The new routes, jointly marketed under Emirates flight numbers, will cover 15 key Malaysian cities such as Langkawi, Penang, Johor Bahru, Kuching and Kota Kinabalu.

The agreement, which began with the Kuala Lumpur-Dubai route on February 15, saw Malaysia Airlines placing its code and flight numbers on Emirates services, represented by three-daily flights on Boeing 777 aircraft and daily flights on the Airbus A380 between the two cities.

Commenting on the new codeshare routes, Thierry Antinori, executive vice president and chief commercial officer, Emirates, said: “The codeshare with Malaysia Airlines will provide more seamless travel options for our passengers to visit 15 cities in Malaysia and elsewhere in the region with a convenient connection in Kuala Lumpur.

“Reciprocally, travellers from the region will also benefit from an expanded network including 90 destinations spanning Europe, the Middle East, Africa, and the Americas.”

Apart from enjoying the convenience of a single combined ticket for Emirates and Malaysia Airlines-operated flights, connecting passengers will also be able to receive their tickets as well as check in their baggage at a single point.

Members of the airlines’ frequent flyer programmes, Emirates Skywards and Malaysia Airlines’ Enrich, will be able to accumulate and redeem miles on all international and domestic flights operated by both airlines.

● APPLY WHAT YOU READ
#1 Write out the part of the codeshare article starting at "Apart from enjoying" and ending at "a single point.".
#2 In the codeshare article, on what date did the agreement begin with the Kuala Lumpur-Dubai route?
#3 Can you shorten the paragraph of the codeshare article that begins "Apart from enjoying the convenience" into a brief list that keeps its main facts?
Rely only on the codeshare article, with no outside knowledge.

● DATA SHOWN
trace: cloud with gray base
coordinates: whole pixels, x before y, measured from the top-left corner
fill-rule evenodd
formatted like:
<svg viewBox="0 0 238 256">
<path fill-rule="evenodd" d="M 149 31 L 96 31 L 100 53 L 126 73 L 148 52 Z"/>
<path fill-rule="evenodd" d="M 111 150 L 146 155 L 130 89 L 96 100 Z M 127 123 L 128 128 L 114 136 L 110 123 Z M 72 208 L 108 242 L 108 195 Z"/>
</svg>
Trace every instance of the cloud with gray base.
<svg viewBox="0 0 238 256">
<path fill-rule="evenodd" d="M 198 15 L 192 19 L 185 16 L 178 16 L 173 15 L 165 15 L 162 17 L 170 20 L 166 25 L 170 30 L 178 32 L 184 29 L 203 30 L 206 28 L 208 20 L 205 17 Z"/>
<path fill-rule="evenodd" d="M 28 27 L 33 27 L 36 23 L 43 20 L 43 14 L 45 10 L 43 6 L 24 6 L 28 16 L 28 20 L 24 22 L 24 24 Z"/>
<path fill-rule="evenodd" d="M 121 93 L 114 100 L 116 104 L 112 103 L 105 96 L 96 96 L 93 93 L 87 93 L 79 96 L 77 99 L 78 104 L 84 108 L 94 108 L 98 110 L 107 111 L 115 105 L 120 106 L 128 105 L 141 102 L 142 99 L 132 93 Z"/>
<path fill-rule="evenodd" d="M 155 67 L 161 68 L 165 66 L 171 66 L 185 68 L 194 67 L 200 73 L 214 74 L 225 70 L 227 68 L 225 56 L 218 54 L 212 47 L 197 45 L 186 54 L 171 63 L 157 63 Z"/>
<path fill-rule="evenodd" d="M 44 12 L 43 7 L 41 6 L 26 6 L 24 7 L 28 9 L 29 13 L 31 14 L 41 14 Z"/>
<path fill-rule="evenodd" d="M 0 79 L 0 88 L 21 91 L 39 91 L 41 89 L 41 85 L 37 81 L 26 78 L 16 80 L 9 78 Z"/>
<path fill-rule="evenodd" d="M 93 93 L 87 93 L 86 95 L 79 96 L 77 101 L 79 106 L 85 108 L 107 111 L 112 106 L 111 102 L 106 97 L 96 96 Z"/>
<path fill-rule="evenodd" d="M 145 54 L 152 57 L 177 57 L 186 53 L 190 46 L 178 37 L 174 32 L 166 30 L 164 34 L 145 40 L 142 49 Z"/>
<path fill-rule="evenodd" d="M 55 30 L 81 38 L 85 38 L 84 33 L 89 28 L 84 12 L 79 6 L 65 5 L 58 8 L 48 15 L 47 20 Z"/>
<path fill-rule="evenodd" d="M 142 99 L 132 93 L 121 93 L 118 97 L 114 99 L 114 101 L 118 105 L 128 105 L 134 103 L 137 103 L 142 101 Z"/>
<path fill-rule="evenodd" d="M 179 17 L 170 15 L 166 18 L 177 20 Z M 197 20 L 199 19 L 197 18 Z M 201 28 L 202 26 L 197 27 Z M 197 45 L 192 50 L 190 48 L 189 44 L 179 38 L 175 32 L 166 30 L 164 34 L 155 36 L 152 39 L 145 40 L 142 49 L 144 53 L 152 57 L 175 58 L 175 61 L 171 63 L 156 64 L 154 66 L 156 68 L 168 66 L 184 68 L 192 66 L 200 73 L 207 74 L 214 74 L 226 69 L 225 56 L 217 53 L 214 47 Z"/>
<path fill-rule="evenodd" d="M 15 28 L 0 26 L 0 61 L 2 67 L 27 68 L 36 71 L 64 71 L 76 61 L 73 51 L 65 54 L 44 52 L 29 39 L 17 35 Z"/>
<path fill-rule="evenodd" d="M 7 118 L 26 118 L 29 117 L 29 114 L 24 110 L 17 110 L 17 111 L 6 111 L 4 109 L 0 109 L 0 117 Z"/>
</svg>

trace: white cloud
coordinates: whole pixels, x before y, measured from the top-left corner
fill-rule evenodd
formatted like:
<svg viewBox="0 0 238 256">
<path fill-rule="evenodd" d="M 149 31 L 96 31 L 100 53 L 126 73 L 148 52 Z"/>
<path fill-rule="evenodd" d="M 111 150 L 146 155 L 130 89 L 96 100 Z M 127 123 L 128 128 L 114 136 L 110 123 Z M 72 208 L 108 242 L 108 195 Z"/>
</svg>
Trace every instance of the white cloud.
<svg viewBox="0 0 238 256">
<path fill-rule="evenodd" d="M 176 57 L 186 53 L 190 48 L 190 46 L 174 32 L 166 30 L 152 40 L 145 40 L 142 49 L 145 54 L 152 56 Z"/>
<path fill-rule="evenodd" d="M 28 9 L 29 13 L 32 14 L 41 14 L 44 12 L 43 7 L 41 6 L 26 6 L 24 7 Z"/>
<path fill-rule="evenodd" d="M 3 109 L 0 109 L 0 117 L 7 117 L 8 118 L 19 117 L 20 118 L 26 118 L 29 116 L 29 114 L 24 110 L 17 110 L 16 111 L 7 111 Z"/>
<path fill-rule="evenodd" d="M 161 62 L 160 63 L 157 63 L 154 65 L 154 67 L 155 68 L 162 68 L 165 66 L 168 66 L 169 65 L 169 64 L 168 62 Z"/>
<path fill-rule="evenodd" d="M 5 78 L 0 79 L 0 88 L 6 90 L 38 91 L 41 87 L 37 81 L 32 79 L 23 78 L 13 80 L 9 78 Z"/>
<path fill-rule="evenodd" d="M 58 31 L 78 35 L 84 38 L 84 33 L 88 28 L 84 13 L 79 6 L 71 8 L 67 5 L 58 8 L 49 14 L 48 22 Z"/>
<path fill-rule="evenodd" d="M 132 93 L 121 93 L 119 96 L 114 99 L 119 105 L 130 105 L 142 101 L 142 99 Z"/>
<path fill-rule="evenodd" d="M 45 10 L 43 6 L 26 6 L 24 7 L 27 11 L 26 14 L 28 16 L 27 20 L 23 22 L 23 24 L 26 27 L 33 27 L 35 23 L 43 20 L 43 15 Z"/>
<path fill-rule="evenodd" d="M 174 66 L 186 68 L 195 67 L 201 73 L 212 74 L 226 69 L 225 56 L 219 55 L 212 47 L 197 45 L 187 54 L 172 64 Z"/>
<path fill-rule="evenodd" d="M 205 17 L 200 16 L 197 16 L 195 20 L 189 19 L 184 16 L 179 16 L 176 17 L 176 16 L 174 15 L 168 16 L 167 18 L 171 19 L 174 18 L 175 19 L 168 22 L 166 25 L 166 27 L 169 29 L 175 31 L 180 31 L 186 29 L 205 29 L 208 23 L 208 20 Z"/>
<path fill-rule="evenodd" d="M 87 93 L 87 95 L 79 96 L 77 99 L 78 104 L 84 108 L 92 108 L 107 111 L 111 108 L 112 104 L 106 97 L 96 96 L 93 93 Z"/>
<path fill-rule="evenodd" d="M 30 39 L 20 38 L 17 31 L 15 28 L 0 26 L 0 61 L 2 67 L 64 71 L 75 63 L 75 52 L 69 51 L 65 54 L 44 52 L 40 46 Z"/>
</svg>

---

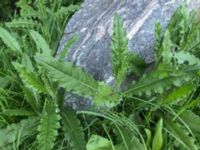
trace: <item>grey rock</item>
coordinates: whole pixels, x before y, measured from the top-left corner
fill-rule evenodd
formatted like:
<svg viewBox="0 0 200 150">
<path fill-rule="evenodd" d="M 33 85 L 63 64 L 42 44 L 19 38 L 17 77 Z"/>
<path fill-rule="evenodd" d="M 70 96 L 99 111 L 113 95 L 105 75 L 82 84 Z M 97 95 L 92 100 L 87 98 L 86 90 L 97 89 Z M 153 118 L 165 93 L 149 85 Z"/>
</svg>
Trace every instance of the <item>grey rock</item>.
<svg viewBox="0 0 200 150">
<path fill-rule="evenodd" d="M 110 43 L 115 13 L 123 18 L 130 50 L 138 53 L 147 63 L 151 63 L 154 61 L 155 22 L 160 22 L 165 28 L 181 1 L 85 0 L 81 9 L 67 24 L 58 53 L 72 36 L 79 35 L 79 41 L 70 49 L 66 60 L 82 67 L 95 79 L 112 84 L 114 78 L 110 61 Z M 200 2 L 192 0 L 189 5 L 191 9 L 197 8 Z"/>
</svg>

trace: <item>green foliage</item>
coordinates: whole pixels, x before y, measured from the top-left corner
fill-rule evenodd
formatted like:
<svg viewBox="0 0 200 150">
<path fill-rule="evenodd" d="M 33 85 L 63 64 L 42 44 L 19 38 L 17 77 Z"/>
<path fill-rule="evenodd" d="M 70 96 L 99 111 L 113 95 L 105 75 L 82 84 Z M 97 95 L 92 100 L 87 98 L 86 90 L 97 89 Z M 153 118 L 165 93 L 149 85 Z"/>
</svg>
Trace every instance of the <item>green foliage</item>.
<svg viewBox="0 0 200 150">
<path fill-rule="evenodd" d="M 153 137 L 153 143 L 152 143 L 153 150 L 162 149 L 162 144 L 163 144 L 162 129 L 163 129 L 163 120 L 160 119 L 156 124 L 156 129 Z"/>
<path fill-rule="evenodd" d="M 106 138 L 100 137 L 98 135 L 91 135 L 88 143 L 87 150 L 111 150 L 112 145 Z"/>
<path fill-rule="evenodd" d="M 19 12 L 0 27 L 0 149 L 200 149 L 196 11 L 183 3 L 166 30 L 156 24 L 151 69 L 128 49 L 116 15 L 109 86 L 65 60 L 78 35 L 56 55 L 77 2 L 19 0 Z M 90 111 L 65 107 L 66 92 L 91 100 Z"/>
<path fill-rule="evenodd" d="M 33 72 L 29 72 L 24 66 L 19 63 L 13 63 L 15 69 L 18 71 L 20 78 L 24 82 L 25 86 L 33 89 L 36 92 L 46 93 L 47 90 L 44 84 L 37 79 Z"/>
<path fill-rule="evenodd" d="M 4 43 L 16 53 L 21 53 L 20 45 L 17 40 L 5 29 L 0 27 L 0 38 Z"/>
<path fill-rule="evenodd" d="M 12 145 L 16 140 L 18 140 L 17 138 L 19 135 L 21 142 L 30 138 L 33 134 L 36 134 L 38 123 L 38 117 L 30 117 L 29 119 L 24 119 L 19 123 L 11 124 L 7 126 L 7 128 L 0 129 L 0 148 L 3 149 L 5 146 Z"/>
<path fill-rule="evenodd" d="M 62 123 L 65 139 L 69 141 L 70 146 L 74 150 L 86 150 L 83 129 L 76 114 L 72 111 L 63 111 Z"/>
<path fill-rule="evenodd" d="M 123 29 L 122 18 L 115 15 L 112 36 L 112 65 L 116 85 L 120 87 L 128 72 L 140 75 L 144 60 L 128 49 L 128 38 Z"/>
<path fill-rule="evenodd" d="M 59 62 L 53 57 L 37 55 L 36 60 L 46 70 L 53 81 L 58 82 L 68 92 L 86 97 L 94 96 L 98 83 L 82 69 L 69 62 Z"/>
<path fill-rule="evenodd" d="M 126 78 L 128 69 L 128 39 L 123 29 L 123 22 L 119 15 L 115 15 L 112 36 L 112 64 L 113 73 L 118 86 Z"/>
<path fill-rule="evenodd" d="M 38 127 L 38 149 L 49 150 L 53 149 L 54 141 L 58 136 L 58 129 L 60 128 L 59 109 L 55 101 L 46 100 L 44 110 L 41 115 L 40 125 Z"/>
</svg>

---

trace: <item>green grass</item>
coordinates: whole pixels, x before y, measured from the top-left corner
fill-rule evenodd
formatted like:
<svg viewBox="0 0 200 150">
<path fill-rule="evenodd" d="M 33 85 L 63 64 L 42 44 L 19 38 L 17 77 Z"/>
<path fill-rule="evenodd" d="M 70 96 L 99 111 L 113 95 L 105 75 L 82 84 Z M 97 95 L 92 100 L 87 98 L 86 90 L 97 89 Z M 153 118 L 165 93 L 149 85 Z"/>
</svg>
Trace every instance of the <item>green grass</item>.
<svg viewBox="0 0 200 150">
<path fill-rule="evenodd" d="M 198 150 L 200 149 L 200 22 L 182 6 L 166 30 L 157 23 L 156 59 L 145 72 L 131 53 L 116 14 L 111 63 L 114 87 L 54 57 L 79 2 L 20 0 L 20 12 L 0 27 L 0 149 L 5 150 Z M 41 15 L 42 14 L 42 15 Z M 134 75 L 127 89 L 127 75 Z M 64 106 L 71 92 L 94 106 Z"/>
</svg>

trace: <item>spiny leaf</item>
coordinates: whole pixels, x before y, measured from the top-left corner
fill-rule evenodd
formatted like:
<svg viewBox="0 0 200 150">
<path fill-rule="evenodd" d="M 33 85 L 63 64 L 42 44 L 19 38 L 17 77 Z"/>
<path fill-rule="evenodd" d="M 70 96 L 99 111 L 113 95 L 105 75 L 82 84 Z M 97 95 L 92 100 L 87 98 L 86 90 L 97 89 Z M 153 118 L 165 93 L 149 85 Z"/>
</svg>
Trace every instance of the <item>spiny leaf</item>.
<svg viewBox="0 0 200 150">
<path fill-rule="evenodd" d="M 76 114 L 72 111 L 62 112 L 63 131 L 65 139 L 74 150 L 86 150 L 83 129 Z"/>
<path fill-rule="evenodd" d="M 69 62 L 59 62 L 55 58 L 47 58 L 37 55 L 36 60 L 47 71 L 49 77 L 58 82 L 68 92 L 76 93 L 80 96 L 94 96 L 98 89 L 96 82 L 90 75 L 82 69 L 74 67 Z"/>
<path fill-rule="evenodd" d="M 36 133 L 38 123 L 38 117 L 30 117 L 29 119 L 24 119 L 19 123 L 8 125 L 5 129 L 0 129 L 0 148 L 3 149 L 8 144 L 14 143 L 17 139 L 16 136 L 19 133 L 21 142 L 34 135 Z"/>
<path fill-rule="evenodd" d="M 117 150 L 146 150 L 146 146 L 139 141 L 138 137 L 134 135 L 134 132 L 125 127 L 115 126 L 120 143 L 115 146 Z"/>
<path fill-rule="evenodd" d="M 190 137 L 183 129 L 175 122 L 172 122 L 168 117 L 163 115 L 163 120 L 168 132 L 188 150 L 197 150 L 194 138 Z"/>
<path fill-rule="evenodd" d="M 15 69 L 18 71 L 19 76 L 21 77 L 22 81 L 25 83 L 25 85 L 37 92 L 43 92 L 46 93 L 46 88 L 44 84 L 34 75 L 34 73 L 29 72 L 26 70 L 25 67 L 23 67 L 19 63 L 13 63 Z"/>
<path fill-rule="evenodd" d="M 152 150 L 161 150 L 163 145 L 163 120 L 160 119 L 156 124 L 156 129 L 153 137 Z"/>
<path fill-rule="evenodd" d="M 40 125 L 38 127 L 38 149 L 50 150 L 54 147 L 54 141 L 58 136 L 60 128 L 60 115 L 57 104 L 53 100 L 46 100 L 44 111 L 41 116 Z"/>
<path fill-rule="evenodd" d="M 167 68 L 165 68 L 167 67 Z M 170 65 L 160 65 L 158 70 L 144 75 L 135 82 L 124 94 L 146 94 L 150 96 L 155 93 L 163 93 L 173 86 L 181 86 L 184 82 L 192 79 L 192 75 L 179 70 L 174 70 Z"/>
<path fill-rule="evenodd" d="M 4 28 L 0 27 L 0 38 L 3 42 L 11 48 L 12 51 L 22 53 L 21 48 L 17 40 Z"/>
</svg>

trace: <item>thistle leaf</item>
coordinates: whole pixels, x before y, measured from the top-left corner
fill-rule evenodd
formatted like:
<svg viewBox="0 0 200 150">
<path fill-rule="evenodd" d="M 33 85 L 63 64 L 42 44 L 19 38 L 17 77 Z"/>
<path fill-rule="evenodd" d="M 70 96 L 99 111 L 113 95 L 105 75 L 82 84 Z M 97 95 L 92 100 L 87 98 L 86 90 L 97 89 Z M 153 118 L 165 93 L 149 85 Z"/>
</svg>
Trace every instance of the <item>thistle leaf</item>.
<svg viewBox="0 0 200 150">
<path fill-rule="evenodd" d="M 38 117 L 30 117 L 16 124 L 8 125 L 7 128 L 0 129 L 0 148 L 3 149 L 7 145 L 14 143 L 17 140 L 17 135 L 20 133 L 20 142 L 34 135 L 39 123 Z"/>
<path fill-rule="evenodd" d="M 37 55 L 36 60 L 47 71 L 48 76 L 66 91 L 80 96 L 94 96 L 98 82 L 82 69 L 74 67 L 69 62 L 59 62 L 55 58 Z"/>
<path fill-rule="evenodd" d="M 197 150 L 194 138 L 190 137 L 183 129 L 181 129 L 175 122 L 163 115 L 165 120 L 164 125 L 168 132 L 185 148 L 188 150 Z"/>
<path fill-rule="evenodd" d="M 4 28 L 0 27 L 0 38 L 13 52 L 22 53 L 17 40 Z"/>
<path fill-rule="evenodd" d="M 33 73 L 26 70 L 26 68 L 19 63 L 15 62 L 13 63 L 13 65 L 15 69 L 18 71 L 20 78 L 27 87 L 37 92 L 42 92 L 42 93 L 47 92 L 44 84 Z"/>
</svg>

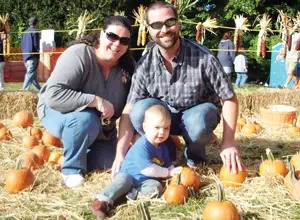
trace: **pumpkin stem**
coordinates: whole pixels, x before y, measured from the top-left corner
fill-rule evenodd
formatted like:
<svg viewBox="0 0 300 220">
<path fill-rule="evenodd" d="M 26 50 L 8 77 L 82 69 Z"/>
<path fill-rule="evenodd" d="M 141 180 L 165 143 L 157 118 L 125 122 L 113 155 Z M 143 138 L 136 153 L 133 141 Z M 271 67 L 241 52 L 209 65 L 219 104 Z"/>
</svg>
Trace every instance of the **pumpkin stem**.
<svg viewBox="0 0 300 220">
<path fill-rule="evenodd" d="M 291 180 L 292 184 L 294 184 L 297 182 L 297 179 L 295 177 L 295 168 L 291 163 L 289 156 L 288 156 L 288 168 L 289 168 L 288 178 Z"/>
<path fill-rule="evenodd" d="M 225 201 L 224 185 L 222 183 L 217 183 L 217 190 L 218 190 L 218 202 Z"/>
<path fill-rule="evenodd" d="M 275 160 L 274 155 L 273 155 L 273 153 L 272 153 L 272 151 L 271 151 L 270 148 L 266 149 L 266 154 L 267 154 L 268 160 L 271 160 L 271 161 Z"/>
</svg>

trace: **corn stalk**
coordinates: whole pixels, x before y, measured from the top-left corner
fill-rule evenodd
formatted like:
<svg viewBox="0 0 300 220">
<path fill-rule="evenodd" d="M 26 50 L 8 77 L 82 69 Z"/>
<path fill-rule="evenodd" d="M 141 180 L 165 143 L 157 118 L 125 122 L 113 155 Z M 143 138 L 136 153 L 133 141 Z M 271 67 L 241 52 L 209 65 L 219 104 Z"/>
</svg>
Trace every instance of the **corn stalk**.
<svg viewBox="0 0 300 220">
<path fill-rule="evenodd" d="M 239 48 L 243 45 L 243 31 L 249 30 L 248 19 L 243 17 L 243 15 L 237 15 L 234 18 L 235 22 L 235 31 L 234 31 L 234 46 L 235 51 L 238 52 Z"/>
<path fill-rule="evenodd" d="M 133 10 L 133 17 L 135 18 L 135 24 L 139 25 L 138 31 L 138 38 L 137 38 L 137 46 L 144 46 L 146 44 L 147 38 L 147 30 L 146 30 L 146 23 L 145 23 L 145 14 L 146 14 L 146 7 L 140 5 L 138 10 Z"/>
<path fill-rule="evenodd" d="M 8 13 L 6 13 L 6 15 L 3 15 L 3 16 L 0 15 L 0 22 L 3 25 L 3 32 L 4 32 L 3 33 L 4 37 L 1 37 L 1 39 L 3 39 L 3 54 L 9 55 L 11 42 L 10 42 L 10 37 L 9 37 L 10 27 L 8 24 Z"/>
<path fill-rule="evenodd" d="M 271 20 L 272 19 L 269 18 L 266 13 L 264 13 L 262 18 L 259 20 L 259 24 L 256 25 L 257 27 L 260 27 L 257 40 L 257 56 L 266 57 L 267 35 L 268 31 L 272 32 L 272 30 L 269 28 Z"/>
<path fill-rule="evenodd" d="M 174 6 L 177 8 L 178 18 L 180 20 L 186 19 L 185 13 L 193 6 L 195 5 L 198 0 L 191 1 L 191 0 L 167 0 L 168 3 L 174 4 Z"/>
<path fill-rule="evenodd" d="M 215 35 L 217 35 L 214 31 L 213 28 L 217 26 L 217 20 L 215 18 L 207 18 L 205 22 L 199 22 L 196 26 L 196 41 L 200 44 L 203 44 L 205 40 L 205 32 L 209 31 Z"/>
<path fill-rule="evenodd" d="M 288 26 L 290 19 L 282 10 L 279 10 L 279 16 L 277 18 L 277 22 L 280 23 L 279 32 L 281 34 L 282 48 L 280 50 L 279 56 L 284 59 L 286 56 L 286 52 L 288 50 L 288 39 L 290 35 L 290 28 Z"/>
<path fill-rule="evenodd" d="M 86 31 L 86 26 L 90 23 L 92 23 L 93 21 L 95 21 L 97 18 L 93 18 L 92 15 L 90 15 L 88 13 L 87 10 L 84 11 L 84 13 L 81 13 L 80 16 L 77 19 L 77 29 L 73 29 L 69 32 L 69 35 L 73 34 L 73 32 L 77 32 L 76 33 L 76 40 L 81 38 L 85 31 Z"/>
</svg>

● TASK ANSWERS
#1
Apart from enjoying the convenience of a single combined ticket for Emirates and Malaysia Airlines-operated flights, connecting passengers will also be able to receive their tickets as well as check in their baggage at a single point.

#2 February 15.

#3
- Connecting passengers get a single combined ticket for Emirates and Malaysia Airlines-operated flights.
- They can receive their tickets at a single point.
- They can check in their baggage at that same single point.